Every line of the entries below that carries the string "green" should be copied.

(EXCERPTED DATA):
- - - -
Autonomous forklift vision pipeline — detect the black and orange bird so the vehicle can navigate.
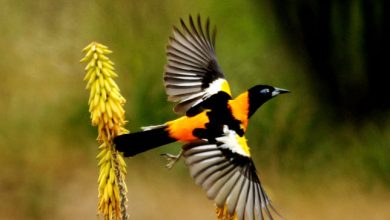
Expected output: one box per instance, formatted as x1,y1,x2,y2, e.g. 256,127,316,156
114,15,289,220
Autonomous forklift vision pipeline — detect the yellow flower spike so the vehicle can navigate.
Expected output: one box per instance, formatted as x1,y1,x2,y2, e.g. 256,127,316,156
216,205,238,220
107,182,113,199
113,185,120,201
100,99,106,113
96,148,107,159
84,68,94,81
81,42,129,220
82,43,93,52
98,142,106,149
100,78,106,90
99,54,109,61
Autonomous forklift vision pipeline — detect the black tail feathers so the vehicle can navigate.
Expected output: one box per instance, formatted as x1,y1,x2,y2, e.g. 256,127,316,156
114,126,176,157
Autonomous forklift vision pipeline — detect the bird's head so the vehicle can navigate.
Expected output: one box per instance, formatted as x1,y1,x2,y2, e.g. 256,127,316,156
247,85,290,117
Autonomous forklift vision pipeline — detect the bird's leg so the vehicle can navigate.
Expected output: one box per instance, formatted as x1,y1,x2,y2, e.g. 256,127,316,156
160,150,183,169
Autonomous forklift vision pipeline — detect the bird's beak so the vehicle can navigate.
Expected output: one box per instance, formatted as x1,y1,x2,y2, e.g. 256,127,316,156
272,87,290,97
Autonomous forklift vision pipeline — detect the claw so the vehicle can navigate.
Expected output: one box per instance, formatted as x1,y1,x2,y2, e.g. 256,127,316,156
161,150,183,169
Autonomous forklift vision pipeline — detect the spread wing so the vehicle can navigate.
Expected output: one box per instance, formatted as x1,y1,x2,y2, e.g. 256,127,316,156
183,128,276,220
164,15,231,115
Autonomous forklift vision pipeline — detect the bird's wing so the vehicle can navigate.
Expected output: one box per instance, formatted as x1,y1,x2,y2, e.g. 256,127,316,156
183,127,276,220
164,15,231,115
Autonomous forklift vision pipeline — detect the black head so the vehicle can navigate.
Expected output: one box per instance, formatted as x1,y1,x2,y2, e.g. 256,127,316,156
248,85,290,117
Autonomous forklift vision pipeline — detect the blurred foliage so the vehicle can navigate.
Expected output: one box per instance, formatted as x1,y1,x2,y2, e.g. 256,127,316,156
265,0,388,121
0,0,389,219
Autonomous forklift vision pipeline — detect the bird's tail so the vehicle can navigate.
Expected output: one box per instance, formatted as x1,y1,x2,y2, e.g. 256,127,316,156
114,125,176,157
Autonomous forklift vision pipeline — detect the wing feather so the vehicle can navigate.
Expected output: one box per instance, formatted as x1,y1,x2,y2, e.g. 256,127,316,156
205,165,238,198
164,15,231,115
226,172,245,215
183,133,277,220
214,170,241,207
236,170,251,219
245,175,255,220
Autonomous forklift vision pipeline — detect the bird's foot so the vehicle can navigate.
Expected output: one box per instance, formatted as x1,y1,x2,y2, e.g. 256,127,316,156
161,150,183,169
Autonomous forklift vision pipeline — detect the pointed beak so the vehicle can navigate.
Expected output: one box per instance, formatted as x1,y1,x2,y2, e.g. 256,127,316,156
271,87,290,97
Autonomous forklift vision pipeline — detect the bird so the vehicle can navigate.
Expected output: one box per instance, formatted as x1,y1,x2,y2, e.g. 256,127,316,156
114,15,289,220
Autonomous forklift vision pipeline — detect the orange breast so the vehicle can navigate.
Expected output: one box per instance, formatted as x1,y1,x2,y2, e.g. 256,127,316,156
166,111,210,142
228,92,249,131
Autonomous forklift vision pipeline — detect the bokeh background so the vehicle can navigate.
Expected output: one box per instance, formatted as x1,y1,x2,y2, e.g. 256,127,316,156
1,0,389,219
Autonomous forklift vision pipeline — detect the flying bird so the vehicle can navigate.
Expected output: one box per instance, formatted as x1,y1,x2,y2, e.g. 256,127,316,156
114,15,288,220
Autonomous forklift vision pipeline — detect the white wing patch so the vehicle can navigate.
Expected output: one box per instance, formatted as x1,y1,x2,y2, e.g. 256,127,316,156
203,78,228,98
216,125,250,157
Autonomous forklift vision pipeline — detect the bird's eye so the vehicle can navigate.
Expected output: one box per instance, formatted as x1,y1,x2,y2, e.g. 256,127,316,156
260,88,270,94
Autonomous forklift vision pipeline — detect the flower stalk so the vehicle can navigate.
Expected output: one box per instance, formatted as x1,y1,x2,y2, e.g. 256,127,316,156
81,42,129,220
216,205,237,220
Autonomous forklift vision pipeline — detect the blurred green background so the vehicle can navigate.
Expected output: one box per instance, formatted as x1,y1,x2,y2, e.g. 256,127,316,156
0,0,388,219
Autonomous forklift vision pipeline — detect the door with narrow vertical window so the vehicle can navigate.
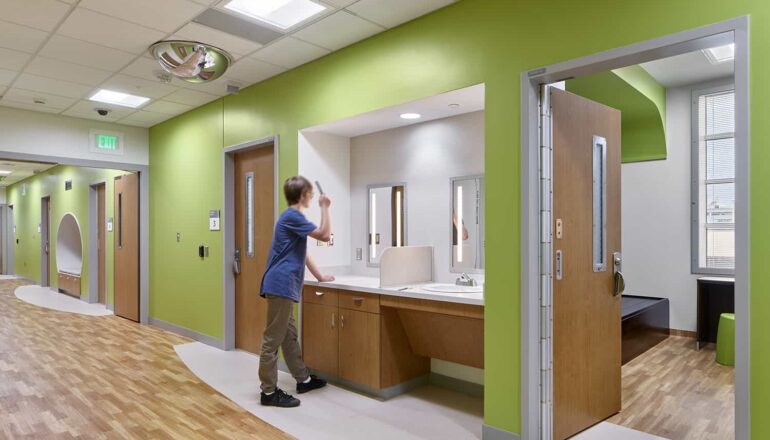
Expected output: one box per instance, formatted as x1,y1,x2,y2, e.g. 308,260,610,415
114,173,139,322
551,88,623,439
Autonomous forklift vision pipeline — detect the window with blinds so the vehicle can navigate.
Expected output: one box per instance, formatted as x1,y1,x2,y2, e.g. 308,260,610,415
693,87,735,274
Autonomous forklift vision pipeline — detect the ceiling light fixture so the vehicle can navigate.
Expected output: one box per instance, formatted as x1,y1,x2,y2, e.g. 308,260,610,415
150,40,233,84
400,113,422,120
703,43,735,64
223,0,326,30
89,89,150,108
0,171,11,176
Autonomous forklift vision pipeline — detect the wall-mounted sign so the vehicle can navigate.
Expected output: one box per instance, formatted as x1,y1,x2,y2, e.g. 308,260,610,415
89,129,124,155
64,179,72,191
209,210,221,231
107,217,113,232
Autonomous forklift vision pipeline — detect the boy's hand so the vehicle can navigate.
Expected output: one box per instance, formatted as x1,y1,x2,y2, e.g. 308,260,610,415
319,194,332,208
317,274,335,282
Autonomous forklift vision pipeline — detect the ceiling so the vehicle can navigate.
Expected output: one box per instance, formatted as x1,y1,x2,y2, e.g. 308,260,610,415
304,83,484,137
641,48,734,88
0,0,458,128
0,160,56,187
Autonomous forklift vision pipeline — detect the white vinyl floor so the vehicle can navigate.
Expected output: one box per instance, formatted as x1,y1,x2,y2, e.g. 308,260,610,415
574,422,669,440
14,285,113,316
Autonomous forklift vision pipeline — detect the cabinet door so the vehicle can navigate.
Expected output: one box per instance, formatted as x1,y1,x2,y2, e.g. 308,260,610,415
339,309,380,388
302,302,338,376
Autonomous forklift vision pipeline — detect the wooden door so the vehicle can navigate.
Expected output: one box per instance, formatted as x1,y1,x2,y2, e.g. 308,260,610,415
97,184,106,304
338,309,380,388
551,88,622,439
114,173,139,322
41,196,50,286
234,146,274,354
302,302,339,375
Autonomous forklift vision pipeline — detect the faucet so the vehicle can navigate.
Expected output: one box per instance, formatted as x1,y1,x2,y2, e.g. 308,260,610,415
455,273,477,286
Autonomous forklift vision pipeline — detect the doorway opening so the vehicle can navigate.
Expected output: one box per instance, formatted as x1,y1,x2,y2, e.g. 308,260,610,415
89,182,107,305
521,18,748,440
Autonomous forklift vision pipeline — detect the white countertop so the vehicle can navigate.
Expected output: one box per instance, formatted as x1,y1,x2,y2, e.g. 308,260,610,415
304,275,484,306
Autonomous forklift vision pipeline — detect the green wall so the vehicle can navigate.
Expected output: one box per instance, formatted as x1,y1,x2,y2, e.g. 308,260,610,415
8,166,126,304
149,0,770,436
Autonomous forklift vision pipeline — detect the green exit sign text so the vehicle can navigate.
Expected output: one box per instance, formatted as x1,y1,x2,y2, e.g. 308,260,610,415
97,134,118,150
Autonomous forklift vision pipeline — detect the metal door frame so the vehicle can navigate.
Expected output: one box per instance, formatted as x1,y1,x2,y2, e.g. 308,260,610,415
520,17,749,439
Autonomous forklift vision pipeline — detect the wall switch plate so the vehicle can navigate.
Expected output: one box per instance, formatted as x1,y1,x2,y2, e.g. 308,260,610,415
176,232,181,242
316,239,324,246
356,248,363,261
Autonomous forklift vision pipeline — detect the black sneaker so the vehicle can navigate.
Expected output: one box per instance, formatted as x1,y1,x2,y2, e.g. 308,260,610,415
260,389,300,408
296,375,327,394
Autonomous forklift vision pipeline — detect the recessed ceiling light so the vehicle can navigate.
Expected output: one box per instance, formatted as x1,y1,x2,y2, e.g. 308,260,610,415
89,89,150,108
223,0,326,30
703,43,735,64
0,171,11,176
400,113,422,120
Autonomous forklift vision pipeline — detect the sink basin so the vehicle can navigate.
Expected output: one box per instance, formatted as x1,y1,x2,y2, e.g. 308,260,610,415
422,283,483,294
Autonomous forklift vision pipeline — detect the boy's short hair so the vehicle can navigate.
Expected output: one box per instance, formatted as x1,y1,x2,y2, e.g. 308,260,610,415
284,176,312,205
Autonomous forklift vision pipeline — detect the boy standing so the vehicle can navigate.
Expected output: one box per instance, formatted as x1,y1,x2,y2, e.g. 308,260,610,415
259,176,335,408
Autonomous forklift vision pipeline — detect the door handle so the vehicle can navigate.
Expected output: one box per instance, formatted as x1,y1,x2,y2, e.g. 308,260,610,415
340,314,345,329
331,312,336,328
613,252,624,297
233,246,241,276
44,241,49,254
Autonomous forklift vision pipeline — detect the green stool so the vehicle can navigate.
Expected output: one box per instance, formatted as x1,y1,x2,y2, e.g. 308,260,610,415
716,313,735,366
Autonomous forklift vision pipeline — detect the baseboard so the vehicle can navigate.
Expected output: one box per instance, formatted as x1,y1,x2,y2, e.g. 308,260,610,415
310,370,428,400
106,303,114,311
670,328,697,338
149,317,225,349
429,372,484,397
482,424,521,440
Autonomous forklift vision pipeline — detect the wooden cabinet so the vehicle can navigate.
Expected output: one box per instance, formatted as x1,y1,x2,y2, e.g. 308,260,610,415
57,272,81,297
302,302,339,376
338,309,380,388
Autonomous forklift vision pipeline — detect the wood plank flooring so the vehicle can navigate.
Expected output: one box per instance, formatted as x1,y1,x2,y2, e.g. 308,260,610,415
607,336,734,440
0,279,292,440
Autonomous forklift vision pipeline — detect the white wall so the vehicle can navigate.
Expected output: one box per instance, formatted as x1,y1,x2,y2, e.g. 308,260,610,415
621,78,732,332
298,131,352,269
350,111,485,283
0,107,149,165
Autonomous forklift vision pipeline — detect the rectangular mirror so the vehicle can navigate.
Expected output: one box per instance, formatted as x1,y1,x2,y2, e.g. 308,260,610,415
368,183,406,266
451,175,484,272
- - - -
(ANSWER TO THIS EXERCISE):
Autonomous forklift vision pipeline — detect the blurred green background so the vehicle can navigate.
Autonomous forklift vision pipeline — detect the green wall so the vehicle can navigate.
Autonomous forklift vision pipeline — detect the green exit sign text so the vehicle can navigate.
Autonomous forklift vision pipeline — detect the green stool so the vehicle can navigate.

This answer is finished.